§ Problem description:
Work out how many lines of the data hold the string "brick", and reply with that number alone.
*** Opening Dataset extract ***
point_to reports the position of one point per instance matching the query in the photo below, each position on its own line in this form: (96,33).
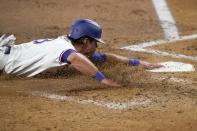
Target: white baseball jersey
(36,56)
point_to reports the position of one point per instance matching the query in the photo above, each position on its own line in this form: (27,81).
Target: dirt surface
(173,104)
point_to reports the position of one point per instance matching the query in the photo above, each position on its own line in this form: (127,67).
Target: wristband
(100,76)
(134,62)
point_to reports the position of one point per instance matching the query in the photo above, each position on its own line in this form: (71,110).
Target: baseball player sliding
(32,58)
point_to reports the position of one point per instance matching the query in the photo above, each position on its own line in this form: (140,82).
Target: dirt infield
(66,100)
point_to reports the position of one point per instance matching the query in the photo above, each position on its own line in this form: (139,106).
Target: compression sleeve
(98,57)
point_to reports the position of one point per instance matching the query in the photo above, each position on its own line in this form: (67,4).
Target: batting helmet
(86,27)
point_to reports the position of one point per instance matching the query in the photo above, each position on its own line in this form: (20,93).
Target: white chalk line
(174,79)
(132,104)
(141,47)
(166,20)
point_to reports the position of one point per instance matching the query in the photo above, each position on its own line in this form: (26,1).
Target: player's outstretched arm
(133,62)
(85,66)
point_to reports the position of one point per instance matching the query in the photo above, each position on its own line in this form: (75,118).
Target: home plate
(171,66)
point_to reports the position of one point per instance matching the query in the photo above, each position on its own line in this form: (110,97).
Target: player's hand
(110,83)
(150,66)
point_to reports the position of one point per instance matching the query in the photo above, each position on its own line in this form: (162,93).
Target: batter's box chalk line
(131,104)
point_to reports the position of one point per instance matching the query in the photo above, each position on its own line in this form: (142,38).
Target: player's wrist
(134,62)
(99,76)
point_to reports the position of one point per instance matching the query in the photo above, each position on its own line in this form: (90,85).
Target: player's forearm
(116,58)
(122,59)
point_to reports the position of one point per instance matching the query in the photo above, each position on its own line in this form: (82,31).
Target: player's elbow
(72,57)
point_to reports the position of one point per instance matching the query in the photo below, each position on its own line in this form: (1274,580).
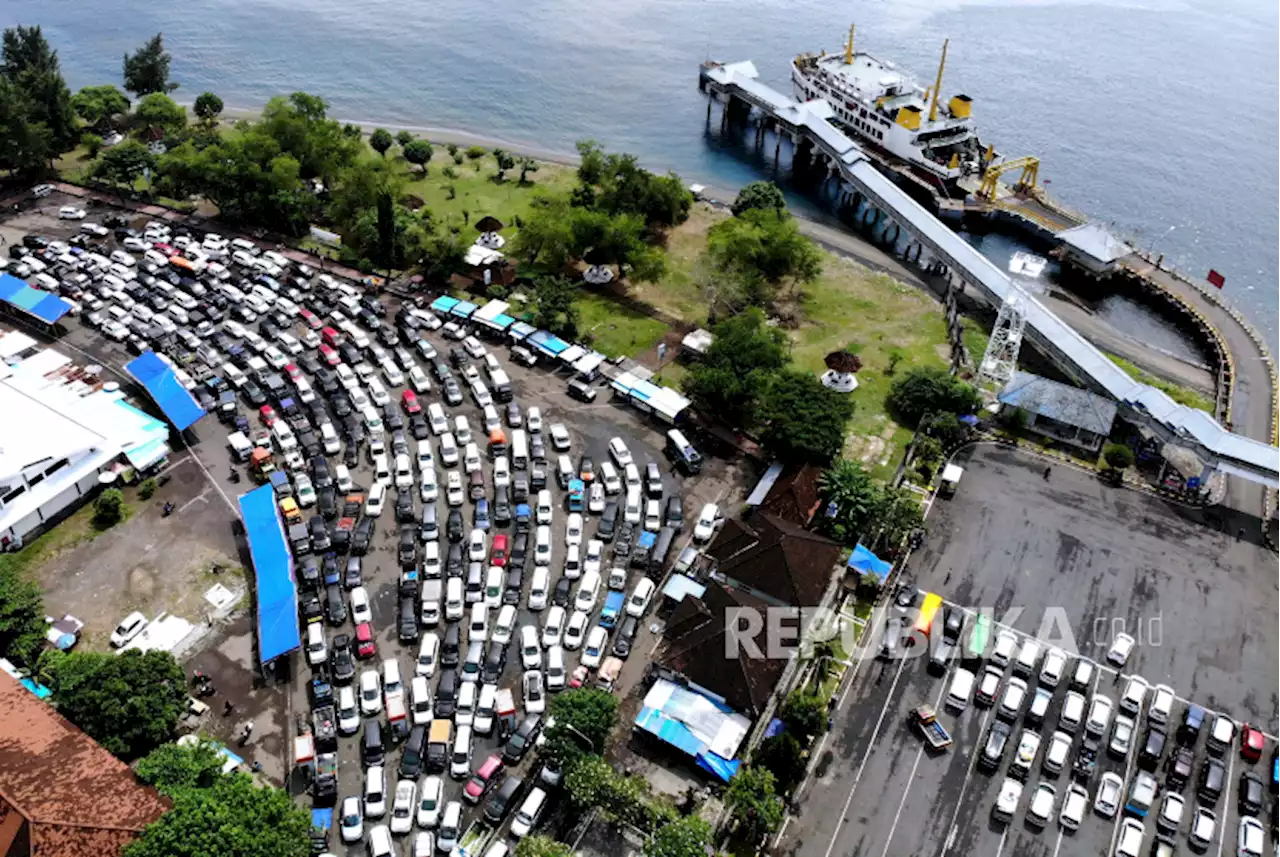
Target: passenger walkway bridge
(1180,425)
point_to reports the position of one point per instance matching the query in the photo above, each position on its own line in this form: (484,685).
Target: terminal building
(64,432)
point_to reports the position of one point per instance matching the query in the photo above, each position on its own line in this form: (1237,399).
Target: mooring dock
(929,243)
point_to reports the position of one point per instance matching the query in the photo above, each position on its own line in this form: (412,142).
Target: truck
(613,603)
(935,733)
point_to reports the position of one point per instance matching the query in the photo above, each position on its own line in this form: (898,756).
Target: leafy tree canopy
(803,420)
(764,196)
(127,702)
(929,389)
(146,70)
(99,104)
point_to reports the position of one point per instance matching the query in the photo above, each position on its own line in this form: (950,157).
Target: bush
(147,489)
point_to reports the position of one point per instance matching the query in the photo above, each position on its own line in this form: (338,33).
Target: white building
(60,429)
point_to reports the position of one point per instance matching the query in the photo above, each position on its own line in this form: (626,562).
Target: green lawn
(613,329)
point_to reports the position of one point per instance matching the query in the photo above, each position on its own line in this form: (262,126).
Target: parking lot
(590,426)
(1074,550)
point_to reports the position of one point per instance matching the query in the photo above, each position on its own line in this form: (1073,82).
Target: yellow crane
(1025,182)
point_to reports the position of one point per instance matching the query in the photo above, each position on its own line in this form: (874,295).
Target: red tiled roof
(77,798)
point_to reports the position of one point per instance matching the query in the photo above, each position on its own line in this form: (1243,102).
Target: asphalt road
(1074,550)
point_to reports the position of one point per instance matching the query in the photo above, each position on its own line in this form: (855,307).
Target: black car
(560,595)
(455,527)
(341,659)
(452,392)
(406,623)
(353,576)
(362,537)
(406,550)
(675,517)
(405,507)
(336,606)
(521,739)
(580,390)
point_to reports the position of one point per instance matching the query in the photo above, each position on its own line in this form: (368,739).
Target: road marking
(964,784)
(862,765)
(919,755)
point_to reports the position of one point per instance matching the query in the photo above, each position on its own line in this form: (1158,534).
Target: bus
(979,637)
(929,609)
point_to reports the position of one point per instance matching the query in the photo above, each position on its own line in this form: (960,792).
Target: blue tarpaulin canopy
(165,389)
(277,595)
(868,563)
(41,305)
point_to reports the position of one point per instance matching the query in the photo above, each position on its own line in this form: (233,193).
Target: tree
(231,816)
(784,757)
(584,719)
(127,702)
(737,367)
(176,768)
(22,615)
(158,111)
(849,489)
(108,508)
(39,118)
(1118,456)
(540,846)
(804,714)
(755,803)
(380,141)
(417,152)
(686,837)
(99,105)
(146,70)
(208,108)
(556,311)
(762,252)
(764,196)
(927,390)
(506,161)
(804,422)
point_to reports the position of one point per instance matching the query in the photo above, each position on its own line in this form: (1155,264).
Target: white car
(429,802)
(370,692)
(476,549)
(1120,650)
(351,820)
(1074,806)
(594,650)
(640,595)
(128,628)
(534,691)
(1107,800)
(403,806)
(575,631)
(560,438)
(705,526)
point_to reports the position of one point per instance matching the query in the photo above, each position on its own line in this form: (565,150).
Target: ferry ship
(888,111)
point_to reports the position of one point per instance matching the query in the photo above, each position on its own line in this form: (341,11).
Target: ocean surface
(1159,117)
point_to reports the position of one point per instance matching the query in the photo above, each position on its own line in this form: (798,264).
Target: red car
(365,644)
(1252,742)
(484,779)
(410,400)
(498,554)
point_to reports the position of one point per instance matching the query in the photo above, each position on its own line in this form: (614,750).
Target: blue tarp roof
(45,306)
(273,566)
(868,563)
(169,394)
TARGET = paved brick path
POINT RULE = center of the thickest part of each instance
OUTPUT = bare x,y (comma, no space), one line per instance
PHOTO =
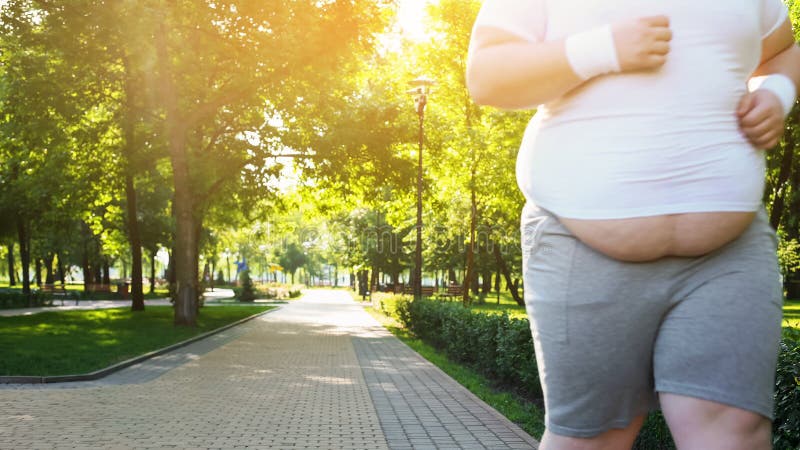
317,373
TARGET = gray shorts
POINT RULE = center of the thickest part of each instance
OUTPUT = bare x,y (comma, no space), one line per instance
610,335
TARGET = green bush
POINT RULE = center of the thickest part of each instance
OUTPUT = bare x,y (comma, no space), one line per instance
16,299
654,434
786,427
502,349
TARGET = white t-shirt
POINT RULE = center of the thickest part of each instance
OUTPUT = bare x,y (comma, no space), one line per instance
646,143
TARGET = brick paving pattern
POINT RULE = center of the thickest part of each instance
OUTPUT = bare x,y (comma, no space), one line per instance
319,373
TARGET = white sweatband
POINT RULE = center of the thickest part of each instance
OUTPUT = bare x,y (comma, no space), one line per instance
592,53
780,85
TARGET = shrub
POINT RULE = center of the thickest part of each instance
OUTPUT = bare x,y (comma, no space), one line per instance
516,360
786,427
654,434
502,349
16,299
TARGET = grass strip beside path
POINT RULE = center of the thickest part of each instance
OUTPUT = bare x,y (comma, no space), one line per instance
516,409
76,342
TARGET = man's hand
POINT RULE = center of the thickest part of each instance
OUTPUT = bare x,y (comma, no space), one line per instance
760,116
642,44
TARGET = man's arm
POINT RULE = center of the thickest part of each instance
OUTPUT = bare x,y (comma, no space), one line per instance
506,71
761,112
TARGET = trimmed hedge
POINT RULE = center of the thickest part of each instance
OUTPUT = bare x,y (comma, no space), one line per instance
16,299
501,348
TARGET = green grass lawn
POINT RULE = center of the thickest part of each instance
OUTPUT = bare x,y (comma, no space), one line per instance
791,313
74,342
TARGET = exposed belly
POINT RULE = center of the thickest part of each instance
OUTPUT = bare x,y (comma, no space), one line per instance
648,238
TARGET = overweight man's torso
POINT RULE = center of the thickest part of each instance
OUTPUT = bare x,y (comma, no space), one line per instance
652,164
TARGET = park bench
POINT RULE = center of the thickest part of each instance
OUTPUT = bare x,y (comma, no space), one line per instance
453,291
98,288
56,292
427,291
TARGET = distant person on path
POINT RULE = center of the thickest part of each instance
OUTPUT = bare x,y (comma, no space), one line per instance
650,269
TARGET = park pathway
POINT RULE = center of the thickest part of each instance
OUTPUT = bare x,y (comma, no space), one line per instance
317,373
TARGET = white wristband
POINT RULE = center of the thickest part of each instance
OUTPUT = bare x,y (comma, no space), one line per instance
780,85
592,53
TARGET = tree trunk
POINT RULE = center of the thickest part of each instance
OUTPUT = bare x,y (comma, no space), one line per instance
153,271
134,238
12,278
106,272
776,211
87,273
49,277
183,207
487,282
132,219
61,272
25,257
373,283
471,249
514,288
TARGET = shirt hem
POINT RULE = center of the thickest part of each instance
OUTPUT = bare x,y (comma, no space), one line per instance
659,210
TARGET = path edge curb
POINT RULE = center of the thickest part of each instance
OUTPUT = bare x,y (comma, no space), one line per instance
101,373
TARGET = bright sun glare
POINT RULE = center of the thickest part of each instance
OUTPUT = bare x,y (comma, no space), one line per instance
410,16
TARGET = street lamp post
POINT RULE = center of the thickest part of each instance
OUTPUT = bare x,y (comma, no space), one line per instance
420,88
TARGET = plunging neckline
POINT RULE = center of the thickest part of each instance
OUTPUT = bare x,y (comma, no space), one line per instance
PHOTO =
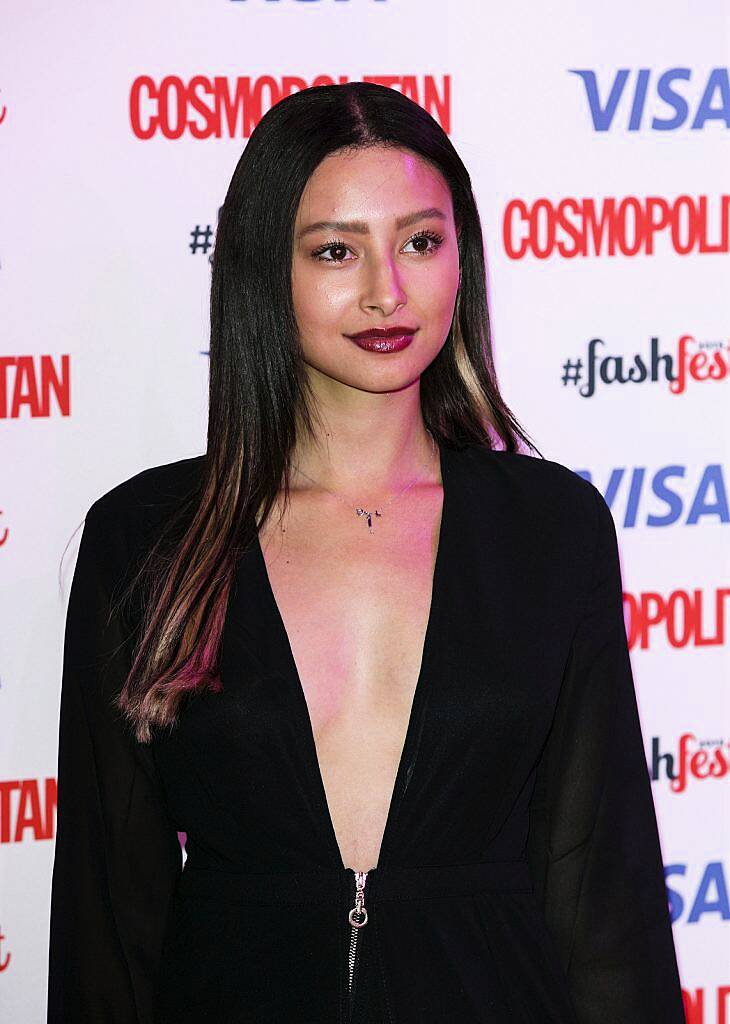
419,693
*** Closing Dataset extract ***
§ Result of this exercise:
2